**Brief:**
Set the listing down again in full, word for word, with the pictures left out.

--- start of Information supplied ---

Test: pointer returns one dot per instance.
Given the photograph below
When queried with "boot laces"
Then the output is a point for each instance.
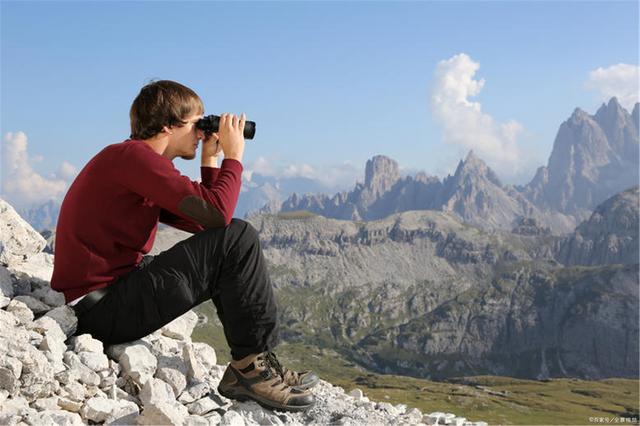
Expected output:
(273, 363)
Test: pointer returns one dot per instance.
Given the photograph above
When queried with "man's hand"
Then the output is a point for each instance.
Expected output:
(211, 149)
(231, 134)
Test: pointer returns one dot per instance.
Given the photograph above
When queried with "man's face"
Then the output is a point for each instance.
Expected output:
(185, 139)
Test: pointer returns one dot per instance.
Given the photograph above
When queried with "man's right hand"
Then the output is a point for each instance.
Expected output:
(231, 135)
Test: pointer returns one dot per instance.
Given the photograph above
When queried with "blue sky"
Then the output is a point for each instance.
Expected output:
(330, 84)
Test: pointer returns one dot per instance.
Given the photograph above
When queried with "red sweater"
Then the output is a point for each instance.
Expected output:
(110, 214)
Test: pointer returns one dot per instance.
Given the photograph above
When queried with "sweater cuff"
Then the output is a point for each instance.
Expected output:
(208, 175)
(232, 164)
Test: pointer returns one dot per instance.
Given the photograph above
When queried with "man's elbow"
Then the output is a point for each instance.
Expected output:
(204, 213)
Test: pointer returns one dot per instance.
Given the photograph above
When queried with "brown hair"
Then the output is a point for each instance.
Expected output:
(162, 103)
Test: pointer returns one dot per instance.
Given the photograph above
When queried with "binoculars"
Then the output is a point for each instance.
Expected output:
(211, 123)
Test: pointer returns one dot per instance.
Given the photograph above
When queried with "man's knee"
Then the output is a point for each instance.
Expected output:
(243, 231)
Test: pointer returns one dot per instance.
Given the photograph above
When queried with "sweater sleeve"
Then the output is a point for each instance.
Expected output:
(209, 204)
(208, 177)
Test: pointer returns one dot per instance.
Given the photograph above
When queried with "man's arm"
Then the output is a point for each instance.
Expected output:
(208, 174)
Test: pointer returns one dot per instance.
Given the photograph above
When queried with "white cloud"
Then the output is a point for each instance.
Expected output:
(463, 122)
(21, 185)
(620, 80)
(332, 176)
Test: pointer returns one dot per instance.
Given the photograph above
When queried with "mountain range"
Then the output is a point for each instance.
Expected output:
(593, 158)
(421, 293)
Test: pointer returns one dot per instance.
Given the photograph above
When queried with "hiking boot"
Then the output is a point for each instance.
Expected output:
(301, 380)
(263, 380)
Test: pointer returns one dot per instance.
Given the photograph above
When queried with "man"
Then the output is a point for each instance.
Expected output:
(108, 222)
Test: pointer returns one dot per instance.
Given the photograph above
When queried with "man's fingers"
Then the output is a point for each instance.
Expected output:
(243, 119)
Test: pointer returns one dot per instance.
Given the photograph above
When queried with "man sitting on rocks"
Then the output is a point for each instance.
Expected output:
(108, 222)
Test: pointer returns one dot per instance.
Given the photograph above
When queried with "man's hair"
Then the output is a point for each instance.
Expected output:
(162, 103)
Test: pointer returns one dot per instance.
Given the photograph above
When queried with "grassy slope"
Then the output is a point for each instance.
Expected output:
(497, 400)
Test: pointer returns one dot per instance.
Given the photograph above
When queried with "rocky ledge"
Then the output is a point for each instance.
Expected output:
(50, 376)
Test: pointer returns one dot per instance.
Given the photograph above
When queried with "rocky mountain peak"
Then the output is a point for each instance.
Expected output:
(476, 169)
(381, 173)
(609, 236)
(579, 115)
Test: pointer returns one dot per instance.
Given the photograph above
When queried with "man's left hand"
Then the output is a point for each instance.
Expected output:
(210, 146)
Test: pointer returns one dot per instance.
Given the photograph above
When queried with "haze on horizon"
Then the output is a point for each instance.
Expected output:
(329, 84)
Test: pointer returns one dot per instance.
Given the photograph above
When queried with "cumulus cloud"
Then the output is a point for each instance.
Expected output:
(464, 123)
(22, 186)
(620, 80)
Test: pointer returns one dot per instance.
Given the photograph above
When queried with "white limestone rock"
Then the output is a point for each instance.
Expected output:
(6, 287)
(100, 409)
(138, 363)
(356, 393)
(95, 361)
(195, 370)
(21, 311)
(156, 391)
(18, 240)
(49, 296)
(66, 319)
(205, 354)
(69, 404)
(115, 351)
(42, 404)
(173, 370)
(47, 326)
(8, 380)
(202, 406)
(194, 392)
(34, 304)
(194, 420)
(86, 343)
(65, 418)
(38, 270)
(432, 418)
(252, 413)
(232, 418)
(165, 413)
(181, 327)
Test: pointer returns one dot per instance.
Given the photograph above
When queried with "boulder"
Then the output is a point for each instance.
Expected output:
(181, 327)
(101, 409)
(18, 240)
(138, 363)
(155, 391)
(163, 413)
(86, 343)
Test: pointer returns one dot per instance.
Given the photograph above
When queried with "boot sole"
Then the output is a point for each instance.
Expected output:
(241, 394)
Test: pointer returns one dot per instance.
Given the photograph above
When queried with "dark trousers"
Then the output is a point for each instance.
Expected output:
(225, 265)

--- end of Information supplied ---

**Solved problem:**
Test: pointer returns one dot per instance.
Given the photograph below
When queried with "boot laces"
Then the output is a point for each instance.
Expected output:
(273, 363)
Test: pointer returns one dot per instance.
Given the photograph above
When queried with "man's hand"
Then the output is a point for each instance.
Expected output:
(211, 149)
(231, 134)
Test: pointer returns one dot per instance.
Given the photograph above
When queried with "man's face"
Then the output is a point for each instance.
Expected output:
(185, 139)
Test: pointer returns one dot per instance.
Given the photograph above
When queried with "man's right hand"
Then the output is a point for each instance.
Expected output:
(231, 135)
Test: pointer returns one dot per instance.
Given the photograph above
When queried with "blue sky"
Then the output is a point for each instance.
Expected output:
(330, 84)
Test: pointer returns one dot per instance.
Given the photograph above
When queried with "red sweater"
Then the output is a point for each instance.
Expected output:
(110, 214)
Test: pointer returns one dot per instance.
Given the photograph above
When queried with "sweater cuff"
Then the output is a point for each instance.
Expected output:
(208, 175)
(232, 164)
Test: pointer returns one dot per instance.
Given the photograph above
When queried with "man's elbow"
Then the output is a point for each instance.
Expected output:
(204, 213)
Test: pointer returns one dot per instance.
Given the photograph above
When queried with "brown hair"
Then the output is a point for each instance.
Expected output:
(162, 103)
Test: pointer returns one dot per instance.
Given the photograph above
When queried with "binoculars"
Then the output is a point for each instance.
Expected output:
(211, 123)
Test: pointer returns one dot per instance.
Given the photograph above
When queried with "man's knee"
Then the output is a point for each instance.
Expected output:
(243, 231)
Test: pointer returns one dot per instance.
Given the photograph above
When queried with "sweater sleeve"
Then the output is a point for each instance.
Expected output:
(209, 204)
(208, 177)
Test: pointer returns one dot per instance.
Given the photograph above
When queried with "man's arm"
Then the output is a point for each instance.
Expected output:
(208, 174)
Test: pointer returns one dot per instance.
Given the photograph above
When queried with "white cloud"
Then the output is a point for each instance.
Expected output:
(463, 122)
(21, 185)
(620, 80)
(332, 176)
Test: pointer returns one dot per instance.
Given the photograph above
When queried with "mountain range"
Then the output is a point for each instance.
Expected output:
(593, 158)
(421, 293)
Test: pointer returns one dot per instance.
Given the photograph above
When queried with "hiking boot"
Then the output is a point for each instance.
Expected output:
(301, 380)
(263, 380)
Test: pointer returns one dot per instance.
Given the photograph above
When queried with "man"
Then the output is a point for each instance.
Expected output:
(108, 222)
Test: pointer returns one dot per instance.
Given the photograph above
When queried with "man's fingers"
Then the output is a point for each instance.
Expected output:
(243, 119)
Test: pointer returns one dot per instance.
Given the photograph above
When queried with "man sitting on rocks"
Then the output is a point for each instance.
Expected output:
(108, 222)
Test: pointer returns one dot per instance.
Given the photograph above
When queried with "man's hair"
Then the output is a point for each instance.
Expected output:
(162, 103)
Test: pointer returns one dot per instance.
Given the photograph above
When queried with "grassy slope"
Then the output is a point for each instance.
Expected output:
(497, 400)
Test: pointer returns one dot per instance.
Given the photograph above
When queried with "rocky ledge"
Then the output is a point for each instance.
Expected output:
(50, 376)
Test: pointer returns one dot per instance.
Given the photograph above
When queried with "rocky mountain peak"
Then the output is a point for each instance.
Expected output:
(476, 169)
(381, 173)
(609, 236)
(579, 115)
Test: pointer returns one dot per instance.
Given the photograph above
When queried with "man's left hand"
Then the output is a point for each instance.
Expected output:
(210, 146)
Test: pointer returns one dot per instance.
Given the photograph above
When queried with "haze on horizon"
Then the output is a point for each instance.
Expected output:
(329, 84)
Test: pointer returns one dot per instance.
Given the photograph above
When queried with "cumulus cloud"
Then the output is a point for each instance.
Expected output:
(464, 123)
(22, 186)
(620, 80)
Test: pointer returns one dot per instance.
Given the photograph above
When queried with "white limestone rock"
Then the output is a point for each instance.
Expected output:
(6, 287)
(100, 409)
(138, 363)
(356, 393)
(95, 361)
(195, 370)
(21, 311)
(156, 391)
(18, 240)
(49, 296)
(66, 319)
(205, 354)
(69, 404)
(115, 351)
(42, 404)
(173, 370)
(47, 326)
(8, 380)
(202, 406)
(194, 392)
(34, 304)
(194, 420)
(86, 343)
(65, 418)
(38, 270)
(432, 418)
(252, 413)
(232, 418)
(165, 413)
(181, 327)
Test: pointer returns one dot per instance.
Given the photograph above
When queried with "boulder"
Then the output is a point for each instance.
Expected output:
(181, 327)
(101, 409)
(18, 240)
(138, 363)
(155, 391)
(163, 413)
(86, 343)
Test: pointer returns one dot per instance.
Given the photograph above
When queried with "boot sole"
Then the output is a point for each instance.
Expected output:
(241, 394)
Test: pointer returns one dot per instance.
Given the photograph above
When queried with "dark trousers"
Then the output is a point for each instance.
Expected output:
(225, 265)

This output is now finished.